Problem details
Could you print, exactly as they stand, the lines from the one holding "Can you see the flower" to the end of the data below, and nothing more?

Items listed in a dataset:
*****

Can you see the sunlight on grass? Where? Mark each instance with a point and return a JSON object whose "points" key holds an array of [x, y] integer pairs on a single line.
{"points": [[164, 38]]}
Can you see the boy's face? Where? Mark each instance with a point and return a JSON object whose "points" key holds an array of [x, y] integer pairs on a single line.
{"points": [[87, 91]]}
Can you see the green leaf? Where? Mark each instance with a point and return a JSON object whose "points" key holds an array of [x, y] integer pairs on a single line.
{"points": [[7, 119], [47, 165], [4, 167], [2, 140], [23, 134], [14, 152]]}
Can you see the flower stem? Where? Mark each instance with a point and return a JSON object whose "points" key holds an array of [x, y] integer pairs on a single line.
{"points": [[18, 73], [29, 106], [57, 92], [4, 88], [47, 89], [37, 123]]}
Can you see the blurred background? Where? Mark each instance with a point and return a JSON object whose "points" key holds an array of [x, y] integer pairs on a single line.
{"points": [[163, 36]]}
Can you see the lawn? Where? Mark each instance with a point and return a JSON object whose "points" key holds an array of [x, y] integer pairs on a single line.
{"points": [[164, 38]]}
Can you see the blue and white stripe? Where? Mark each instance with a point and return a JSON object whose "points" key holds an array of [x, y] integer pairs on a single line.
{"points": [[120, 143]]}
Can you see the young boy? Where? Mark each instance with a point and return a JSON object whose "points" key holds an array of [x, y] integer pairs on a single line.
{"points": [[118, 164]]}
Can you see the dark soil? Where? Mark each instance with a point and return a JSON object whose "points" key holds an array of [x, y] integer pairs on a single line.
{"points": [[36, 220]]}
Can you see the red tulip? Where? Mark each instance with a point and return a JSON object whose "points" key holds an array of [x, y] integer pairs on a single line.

*****

Response area
Can you see the flower stem? Where? Mark each instance with a point and return a JSON object whose "points" key holds an array of [x, y] integer pairs on a single line.
{"points": [[18, 73], [29, 106], [57, 92], [4, 88], [47, 89], [37, 123]]}
Can you see the blurred background? Where? Mark each instance with a point and return a JSON object whose "points" key holds an array of [x, y] integer pairs on a single line.
{"points": [[163, 36]]}
Can you see the lawn? Where? Mark each instance with a point and return a JSON object whose "points" key holds an array of [x, y] integer pairs on a single line.
{"points": [[164, 38]]}
Can you see the blue and white stripe? Where? Mark each instance with a point and return a JSON object whose "points" key holds an array of [x, y] integer pairs on a single line.
{"points": [[120, 143]]}
Can you see the young boy? Where? Mark each instance with a point and return a JSON object whose "points" key holds an array of [x, y] integer pairs on a single line.
{"points": [[118, 164]]}
Can you see the dark soil? Where? Mark each instance with a point and return a JSON object whose "points" key holds an array of [x, y] integer pairs on a single line.
{"points": [[36, 220]]}
Can you see the red tulip? Where? Mark each instance with a point and return a JSON object whose "points" key holds an array of [x, y] integer pairs on a single line.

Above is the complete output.